### [TASK BRIEF]
Copy every line of the listing exactly.
====== RECORD SET ======
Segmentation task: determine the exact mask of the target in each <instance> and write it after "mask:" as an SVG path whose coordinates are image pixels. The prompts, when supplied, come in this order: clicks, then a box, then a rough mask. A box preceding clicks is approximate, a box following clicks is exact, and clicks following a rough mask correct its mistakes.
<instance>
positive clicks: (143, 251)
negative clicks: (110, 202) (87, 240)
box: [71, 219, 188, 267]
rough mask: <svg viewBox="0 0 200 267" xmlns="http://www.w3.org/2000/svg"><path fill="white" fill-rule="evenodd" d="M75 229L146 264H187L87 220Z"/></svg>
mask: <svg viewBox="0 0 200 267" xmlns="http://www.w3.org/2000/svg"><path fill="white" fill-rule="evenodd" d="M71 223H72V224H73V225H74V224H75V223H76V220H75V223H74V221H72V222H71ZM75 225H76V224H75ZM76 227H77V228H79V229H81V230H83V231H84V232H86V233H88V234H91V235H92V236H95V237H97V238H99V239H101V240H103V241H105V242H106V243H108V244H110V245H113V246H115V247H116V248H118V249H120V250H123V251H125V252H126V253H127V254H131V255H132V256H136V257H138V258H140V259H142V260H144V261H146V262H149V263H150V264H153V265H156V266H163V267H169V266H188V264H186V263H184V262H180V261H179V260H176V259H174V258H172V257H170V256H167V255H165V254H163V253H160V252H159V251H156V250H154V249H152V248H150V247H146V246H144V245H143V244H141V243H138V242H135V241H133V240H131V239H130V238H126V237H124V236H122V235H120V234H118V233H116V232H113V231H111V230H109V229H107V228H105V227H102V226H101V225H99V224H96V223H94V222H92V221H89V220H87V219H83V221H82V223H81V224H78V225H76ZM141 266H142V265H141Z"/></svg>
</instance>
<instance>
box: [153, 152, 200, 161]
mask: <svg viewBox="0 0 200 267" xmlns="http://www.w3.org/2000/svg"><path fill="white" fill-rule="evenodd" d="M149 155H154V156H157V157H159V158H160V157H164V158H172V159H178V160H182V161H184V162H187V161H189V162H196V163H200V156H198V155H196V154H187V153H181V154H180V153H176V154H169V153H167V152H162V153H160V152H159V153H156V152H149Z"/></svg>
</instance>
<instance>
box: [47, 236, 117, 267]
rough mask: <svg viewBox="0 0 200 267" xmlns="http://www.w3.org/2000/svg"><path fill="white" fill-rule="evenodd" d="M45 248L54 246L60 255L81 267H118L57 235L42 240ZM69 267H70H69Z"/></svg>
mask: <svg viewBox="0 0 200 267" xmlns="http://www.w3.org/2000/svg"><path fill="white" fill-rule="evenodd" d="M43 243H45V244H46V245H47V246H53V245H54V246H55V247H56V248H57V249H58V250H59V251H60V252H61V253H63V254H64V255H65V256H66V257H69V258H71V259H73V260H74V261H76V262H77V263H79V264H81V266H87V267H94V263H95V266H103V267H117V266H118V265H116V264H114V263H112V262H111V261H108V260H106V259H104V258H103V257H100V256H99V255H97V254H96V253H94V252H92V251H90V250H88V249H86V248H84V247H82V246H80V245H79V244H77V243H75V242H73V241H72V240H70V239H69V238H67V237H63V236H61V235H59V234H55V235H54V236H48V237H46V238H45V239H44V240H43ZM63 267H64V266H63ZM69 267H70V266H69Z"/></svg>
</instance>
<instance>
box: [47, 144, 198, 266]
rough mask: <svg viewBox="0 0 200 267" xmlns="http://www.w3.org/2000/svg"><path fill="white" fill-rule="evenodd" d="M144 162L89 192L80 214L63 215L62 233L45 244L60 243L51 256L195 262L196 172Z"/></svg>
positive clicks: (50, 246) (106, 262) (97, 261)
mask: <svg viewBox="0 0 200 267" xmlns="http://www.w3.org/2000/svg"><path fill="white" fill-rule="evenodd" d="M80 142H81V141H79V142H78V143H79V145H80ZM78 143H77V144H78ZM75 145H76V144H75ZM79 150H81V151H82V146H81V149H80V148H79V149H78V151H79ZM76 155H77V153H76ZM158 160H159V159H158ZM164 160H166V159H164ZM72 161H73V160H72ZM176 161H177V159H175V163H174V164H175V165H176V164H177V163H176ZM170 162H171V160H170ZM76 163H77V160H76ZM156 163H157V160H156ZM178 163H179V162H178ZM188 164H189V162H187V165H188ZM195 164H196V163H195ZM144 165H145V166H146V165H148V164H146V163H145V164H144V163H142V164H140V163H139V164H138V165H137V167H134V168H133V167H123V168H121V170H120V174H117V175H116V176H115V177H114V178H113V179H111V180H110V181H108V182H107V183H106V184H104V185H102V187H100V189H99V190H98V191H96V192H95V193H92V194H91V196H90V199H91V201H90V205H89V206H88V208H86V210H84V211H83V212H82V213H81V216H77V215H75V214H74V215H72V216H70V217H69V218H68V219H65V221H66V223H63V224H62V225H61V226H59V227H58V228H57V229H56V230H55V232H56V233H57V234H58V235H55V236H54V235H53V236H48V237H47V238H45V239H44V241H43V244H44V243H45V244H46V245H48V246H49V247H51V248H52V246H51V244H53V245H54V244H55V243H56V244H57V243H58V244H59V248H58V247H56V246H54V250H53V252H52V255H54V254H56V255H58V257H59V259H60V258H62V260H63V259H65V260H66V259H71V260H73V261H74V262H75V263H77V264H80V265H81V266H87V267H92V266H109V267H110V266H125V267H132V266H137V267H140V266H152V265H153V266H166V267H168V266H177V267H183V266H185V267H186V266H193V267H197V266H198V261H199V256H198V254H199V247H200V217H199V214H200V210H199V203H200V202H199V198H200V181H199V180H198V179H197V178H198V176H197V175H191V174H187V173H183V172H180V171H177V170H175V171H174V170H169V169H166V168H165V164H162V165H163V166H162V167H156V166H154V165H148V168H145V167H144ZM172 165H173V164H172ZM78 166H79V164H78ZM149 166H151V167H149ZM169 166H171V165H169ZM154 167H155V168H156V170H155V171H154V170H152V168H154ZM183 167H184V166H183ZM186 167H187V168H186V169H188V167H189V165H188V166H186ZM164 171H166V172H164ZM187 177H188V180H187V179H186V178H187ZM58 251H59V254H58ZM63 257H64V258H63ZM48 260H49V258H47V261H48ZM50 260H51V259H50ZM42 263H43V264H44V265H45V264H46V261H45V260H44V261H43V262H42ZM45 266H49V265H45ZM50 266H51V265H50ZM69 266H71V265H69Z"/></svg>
======
### [REPLY TO THE TASK]
Segmentation task: determine the exact mask of the target in each <instance> and write it after "mask:" as an SVG path whose coordinates are image pixels. The prompts, when supplied, come in this order: clicks, then a box, then a rough mask. A box preceding clicks is approximate, a box following clicks is exact, and clicks following a rough mask correct its mistakes.
<instance>
positive clicks: (143, 251)
negative clicks: (110, 202) (87, 240)
box: [71, 219, 188, 267]
rough mask: <svg viewBox="0 0 200 267" xmlns="http://www.w3.org/2000/svg"><path fill="white" fill-rule="evenodd" d="M75 229L146 264H187L87 220Z"/></svg>
mask: <svg viewBox="0 0 200 267" xmlns="http://www.w3.org/2000/svg"><path fill="white" fill-rule="evenodd" d="M71 223H72V224H73V225H74V224H75V223H76V220H75V223H74V221H72V222H71ZM75 225H76V224H75ZM76 227H77V228H79V229H81V230H83V231H84V232H86V233H88V234H91V235H92V236H95V237H97V238H99V239H101V240H103V241H105V242H106V243H108V244H110V245H113V246H115V247H116V248H118V249H120V250H123V251H125V252H126V253H127V254H131V255H132V256H136V257H138V258H140V259H142V260H144V261H146V262H149V263H150V264H153V265H156V266H163V267H169V266H188V264H186V263H184V262H180V261H179V260H176V259H174V258H172V257H170V256H167V255H165V254H163V253H160V252H159V251H156V250H154V249H152V248H150V247H146V246H144V245H143V244H141V243H138V242H135V241H133V240H131V239H130V238H126V237H124V236H122V235H120V234H118V233H116V232H113V231H111V230H109V229H107V228H105V227H102V226H101V225H99V224H96V223H94V222H92V221H89V220H87V219H83V221H82V223H81V224H78V225H76ZM141 266H142V265H141Z"/></svg>
</instance>
<instance>
box: [153, 152, 200, 161]
mask: <svg viewBox="0 0 200 267" xmlns="http://www.w3.org/2000/svg"><path fill="white" fill-rule="evenodd" d="M149 155H154V156H157V157H159V158H160V157H164V158H172V159H178V160H182V161H184V162H187V161H189V162H196V163H200V156H198V155H196V154H187V153H181V154H180V153H176V154H169V153H167V152H162V153H160V152H159V153H156V152H149Z"/></svg>
</instance>
<instance>
box: [47, 236, 117, 267]
rough mask: <svg viewBox="0 0 200 267" xmlns="http://www.w3.org/2000/svg"><path fill="white" fill-rule="evenodd" d="M45 248L54 246L60 255L81 267H118L57 235L42 240ZM69 267H70H69Z"/></svg>
mask: <svg viewBox="0 0 200 267" xmlns="http://www.w3.org/2000/svg"><path fill="white" fill-rule="evenodd" d="M43 243H45V244H46V245H47V246H53V245H54V246H55V247H56V248H57V249H58V250H59V251H60V252H61V253H63V254H64V255H65V256H66V257H69V258H71V259H73V260H74V261H76V262H77V263H79V264H81V266H87V267H94V263H95V266H103V267H117V266H118V265H116V264H114V263H112V262H111V261H108V260H106V259H104V258H103V257H100V256H99V255H97V254H96V253H94V252H92V251H90V250H88V249H86V248H84V247H82V246H80V245H79V244H77V243H75V242H73V241H72V240H70V239H69V238H67V237H63V236H61V235H59V234H55V235H54V236H48V237H46V238H45V239H44V240H43ZM63 267H64V266H63ZM69 267H70V266H69Z"/></svg>
</instance>
<instance>
box: [47, 144, 198, 266]
rough mask: <svg viewBox="0 0 200 267" xmlns="http://www.w3.org/2000/svg"><path fill="white" fill-rule="evenodd" d="M144 162L89 192L80 214L63 215L62 233L45 244L60 243L51 256L195 262L196 172Z"/></svg>
positive clicks: (50, 246) (106, 262) (97, 261)
mask: <svg viewBox="0 0 200 267" xmlns="http://www.w3.org/2000/svg"><path fill="white" fill-rule="evenodd" d="M80 142H81V141H79V142H78V143H79V145H80ZM78 143H77V144H78ZM75 145H76V144H75ZM79 150H81V151H82V146H81V149H80V148H79V149H78V151H79ZM76 155H77V153H76ZM158 160H159V159H158ZM164 160H166V159H164ZM72 161H73V160H72ZM176 161H177V159H175V163H174V164H175V165H176V164H177V163H176ZM170 162H171V160H170ZM76 163H77V160H76ZM156 163H157V160H156ZM178 163H179V162H178ZM188 164H189V162H187V165H188ZM195 164H196V163H195ZM144 165H145V166H146V165H148V164H146V163H145V164H144V163H142V164H140V163H139V164H138V165H137V167H134V168H133V167H123V168H121V170H120V174H117V175H116V176H115V177H114V178H113V179H111V180H110V181H108V182H107V183H106V184H104V185H102V187H100V189H99V190H98V191H96V192H95V193H92V194H91V196H90V199H91V201H90V205H89V206H88V208H86V210H84V211H83V212H82V213H81V216H77V215H75V214H74V215H72V216H70V217H69V218H68V219H65V221H66V223H63V224H62V225H61V226H59V227H58V228H57V229H56V230H55V232H56V233H57V234H58V235H55V236H54V235H53V236H48V237H47V238H45V239H44V241H43V244H44V243H45V244H46V245H48V246H49V247H51V248H52V246H51V244H53V245H54V244H55V243H56V244H57V243H58V244H59V248H58V247H56V246H54V250H53V252H52V255H54V254H56V255H58V257H59V259H60V258H62V260H63V259H65V260H66V259H71V260H73V261H74V262H75V263H77V264H80V265H81V266H87V267H92V266H109V267H110V266H125V267H132V266H137V267H140V266H152V265H153V266H166V267H168V266H177V267H183V266H185V267H186V266H193V267H197V266H198V261H199V256H198V254H199V247H200V217H199V214H200V210H199V203H200V202H199V198H200V181H199V180H198V179H197V178H198V176H197V175H191V174H187V173H183V172H180V171H177V170H175V171H174V170H169V169H166V168H165V164H162V165H163V166H162V167H156V166H154V165H148V168H145V167H144ZM172 165H173V164H172ZM78 166H79V164H78ZM149 166H151V167H149ZM169 166H171V165H169ZM154 167H155V168H156V170H155V171H154V170H152V168H154ZM183 167H184V166H183ZM186 167H187V168H186V169H188V167H189V165H188V166H186ZM164 171H166V172H164ZM187 177H188V180H187V179H186V178H187ZM58 251H59V254H58ZM63 257H64V258H63ZM48 260H49V258H47V261H48ZM50 260H51V259H50ZM42 263H43V264H44V265H45V264H46V261H45V260H44V261H43V262H42ZM45 266H49V265H45ZM50 266H51V265H50ZM69 266H71V265H69Z"/></svg>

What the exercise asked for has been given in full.